* [INPUT DATA]:

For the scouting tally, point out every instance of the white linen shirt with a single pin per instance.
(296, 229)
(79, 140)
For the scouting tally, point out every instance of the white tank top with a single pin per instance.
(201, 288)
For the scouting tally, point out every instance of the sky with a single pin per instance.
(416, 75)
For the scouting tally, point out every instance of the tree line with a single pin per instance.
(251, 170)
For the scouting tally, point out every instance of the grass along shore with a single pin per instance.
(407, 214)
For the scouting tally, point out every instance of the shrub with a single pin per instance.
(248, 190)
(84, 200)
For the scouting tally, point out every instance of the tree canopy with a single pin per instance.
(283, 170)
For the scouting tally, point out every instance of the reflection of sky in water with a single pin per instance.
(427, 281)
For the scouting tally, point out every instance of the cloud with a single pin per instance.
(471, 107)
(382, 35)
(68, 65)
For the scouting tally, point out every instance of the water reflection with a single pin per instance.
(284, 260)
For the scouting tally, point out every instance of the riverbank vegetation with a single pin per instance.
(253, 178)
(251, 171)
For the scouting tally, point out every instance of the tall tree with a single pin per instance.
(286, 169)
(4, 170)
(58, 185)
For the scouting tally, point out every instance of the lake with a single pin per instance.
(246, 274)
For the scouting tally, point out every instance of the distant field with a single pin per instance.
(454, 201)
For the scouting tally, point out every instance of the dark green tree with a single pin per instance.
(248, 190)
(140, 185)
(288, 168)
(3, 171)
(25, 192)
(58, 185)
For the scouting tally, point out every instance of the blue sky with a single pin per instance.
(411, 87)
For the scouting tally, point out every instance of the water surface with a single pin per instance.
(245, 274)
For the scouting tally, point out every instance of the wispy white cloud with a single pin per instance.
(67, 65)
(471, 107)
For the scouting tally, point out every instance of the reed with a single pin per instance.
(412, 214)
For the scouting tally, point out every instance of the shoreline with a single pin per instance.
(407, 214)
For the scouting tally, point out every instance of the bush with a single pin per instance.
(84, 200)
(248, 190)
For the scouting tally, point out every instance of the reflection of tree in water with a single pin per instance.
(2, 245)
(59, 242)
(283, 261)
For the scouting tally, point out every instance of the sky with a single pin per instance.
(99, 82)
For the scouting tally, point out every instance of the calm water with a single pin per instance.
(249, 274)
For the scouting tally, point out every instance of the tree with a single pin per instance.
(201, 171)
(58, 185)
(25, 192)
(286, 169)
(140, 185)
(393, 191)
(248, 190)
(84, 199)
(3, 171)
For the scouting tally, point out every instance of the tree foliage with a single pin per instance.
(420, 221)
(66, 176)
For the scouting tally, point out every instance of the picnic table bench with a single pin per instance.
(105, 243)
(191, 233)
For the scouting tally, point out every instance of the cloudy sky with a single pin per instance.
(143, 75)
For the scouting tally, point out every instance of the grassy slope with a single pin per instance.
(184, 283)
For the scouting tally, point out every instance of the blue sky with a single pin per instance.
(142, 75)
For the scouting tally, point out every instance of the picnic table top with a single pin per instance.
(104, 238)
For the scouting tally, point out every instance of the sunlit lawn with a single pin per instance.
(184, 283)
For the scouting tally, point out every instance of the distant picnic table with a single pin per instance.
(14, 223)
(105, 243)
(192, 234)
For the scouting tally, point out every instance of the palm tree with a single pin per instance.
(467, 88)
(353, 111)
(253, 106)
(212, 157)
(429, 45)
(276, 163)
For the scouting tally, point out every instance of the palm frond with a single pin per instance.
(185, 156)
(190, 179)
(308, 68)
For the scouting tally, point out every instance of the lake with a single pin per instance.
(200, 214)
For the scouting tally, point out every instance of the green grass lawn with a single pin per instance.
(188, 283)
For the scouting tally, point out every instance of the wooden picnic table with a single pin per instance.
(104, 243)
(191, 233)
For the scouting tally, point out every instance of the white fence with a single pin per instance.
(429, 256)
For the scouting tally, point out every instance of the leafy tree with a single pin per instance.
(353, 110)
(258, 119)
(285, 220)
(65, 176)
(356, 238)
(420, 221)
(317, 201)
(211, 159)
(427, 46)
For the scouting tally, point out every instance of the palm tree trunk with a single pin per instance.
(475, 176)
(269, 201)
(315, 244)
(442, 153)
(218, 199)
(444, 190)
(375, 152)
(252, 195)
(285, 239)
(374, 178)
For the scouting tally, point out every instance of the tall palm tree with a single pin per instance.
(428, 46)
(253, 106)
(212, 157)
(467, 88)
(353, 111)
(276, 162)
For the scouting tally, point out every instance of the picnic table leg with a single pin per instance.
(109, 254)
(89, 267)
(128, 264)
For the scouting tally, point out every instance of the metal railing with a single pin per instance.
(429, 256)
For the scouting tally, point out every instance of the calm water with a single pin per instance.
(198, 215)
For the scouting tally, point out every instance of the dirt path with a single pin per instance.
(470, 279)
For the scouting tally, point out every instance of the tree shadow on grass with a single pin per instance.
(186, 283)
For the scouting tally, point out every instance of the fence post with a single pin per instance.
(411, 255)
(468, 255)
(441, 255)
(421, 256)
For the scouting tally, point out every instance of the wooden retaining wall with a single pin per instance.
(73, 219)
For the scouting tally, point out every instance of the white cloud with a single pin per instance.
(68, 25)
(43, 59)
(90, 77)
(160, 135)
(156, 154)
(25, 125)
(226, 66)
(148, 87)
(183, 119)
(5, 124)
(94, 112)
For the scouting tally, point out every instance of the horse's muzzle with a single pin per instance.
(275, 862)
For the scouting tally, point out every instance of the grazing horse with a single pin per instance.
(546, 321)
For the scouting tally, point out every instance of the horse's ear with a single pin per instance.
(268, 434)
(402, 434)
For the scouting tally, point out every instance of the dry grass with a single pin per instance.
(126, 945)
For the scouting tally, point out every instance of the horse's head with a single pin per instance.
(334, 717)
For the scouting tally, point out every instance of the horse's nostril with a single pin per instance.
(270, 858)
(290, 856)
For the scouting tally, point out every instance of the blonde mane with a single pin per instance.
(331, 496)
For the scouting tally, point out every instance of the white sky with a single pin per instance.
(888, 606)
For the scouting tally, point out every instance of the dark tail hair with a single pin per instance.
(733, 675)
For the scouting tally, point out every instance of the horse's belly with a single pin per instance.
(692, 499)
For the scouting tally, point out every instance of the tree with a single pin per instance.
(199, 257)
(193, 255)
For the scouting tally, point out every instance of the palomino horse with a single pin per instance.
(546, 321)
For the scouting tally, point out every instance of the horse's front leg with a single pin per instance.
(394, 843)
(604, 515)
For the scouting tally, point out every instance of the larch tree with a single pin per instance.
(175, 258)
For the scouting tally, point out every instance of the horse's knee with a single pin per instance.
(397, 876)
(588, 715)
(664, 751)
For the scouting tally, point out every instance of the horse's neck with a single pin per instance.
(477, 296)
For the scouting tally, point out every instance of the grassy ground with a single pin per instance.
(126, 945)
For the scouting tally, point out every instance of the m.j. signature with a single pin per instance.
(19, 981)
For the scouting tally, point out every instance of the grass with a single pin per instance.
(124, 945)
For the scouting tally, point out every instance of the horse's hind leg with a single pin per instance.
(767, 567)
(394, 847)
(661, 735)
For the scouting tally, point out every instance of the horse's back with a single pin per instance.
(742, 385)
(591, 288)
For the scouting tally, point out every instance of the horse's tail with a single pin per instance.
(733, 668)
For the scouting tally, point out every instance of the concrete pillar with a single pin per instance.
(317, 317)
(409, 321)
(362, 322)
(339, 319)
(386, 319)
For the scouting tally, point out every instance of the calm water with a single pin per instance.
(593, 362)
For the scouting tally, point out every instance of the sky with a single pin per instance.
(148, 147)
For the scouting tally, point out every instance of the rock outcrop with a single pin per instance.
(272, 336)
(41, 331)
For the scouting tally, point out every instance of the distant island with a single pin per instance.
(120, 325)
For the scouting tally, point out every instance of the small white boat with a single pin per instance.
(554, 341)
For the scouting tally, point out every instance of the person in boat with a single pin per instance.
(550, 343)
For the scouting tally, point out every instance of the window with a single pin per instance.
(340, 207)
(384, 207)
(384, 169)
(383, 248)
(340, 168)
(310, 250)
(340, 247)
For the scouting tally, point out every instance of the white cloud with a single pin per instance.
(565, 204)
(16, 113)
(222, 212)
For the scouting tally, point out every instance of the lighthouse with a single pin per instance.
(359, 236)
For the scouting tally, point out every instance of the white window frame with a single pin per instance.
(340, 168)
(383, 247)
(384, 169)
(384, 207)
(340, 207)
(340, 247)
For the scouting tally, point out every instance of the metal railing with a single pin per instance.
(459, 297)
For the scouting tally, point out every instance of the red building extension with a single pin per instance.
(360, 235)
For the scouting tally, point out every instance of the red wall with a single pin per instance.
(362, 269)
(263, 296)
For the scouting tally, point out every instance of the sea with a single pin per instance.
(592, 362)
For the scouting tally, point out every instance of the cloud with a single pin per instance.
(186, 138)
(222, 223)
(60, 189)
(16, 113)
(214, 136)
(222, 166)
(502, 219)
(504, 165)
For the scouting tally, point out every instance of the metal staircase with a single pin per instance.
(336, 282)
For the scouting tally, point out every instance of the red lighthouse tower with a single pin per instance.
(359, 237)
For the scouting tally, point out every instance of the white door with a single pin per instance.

* [WHAT IS REQUIRED]: Copy exactly the lines of the listing above, beginning at the line with "For the scouting tally, point out every instance of the person" and ending at its final line; write out nothing else.

* [WRITTEN RESPONSE]:
For the scouting tally, point out every instance of the person in boat with a single pin per instance.
(550, 343)
For the scouting tally, point out every instance of the window with a single pin per instance.
(340, 207)
(384, 207)
(384, 169)
(383, 248)
(340, 168)
(310, 250)
(340, 247)
For the scouting tally, point out every instance of the white cloud with a single pin per instance.
(565, 204)
(16, 113)
(222, 212)
For the scouting tally, point out every instance of the lighthouse with a single pin per instance.
(359, 236)
For the scouting tally, point out every instance of the white window frame with a single pin per instance.
(340, 168)
(383, 247)
(384, 169)
(384, 207)
(340, 207)
(340, 247)
For the scouting tally, point out every instance of the metal railing with a single pin per instance.
(459, 297)
For the scouting tally, point out every instance of the red building extension with a single pin per instance.
(360, 235)
For the scouting tally, point out every instance of the red wall with a single pin per instance.
(362, 269)
(263, 296)
For the scouting tally, point out every instance of the sea with a single pin per instance.
(592, 362)
For the scouting tally, point out every instance of the cloud with a single pin per instance.
(186, 138)
(222, 223)
(60, 189)
(16, 113)
(214, 136)
(222, 166)
(502, 219)
(504, 165)
For the scouting tally, point out every instance of the metal staircase with a single pin per instance.
(336, 282)
For the scouting tally, point out every instance of the red lighthouse tower with a single pin per instance.
(359, 237)
For the scouting tally, point out every instance of the white door with a single pin per instance.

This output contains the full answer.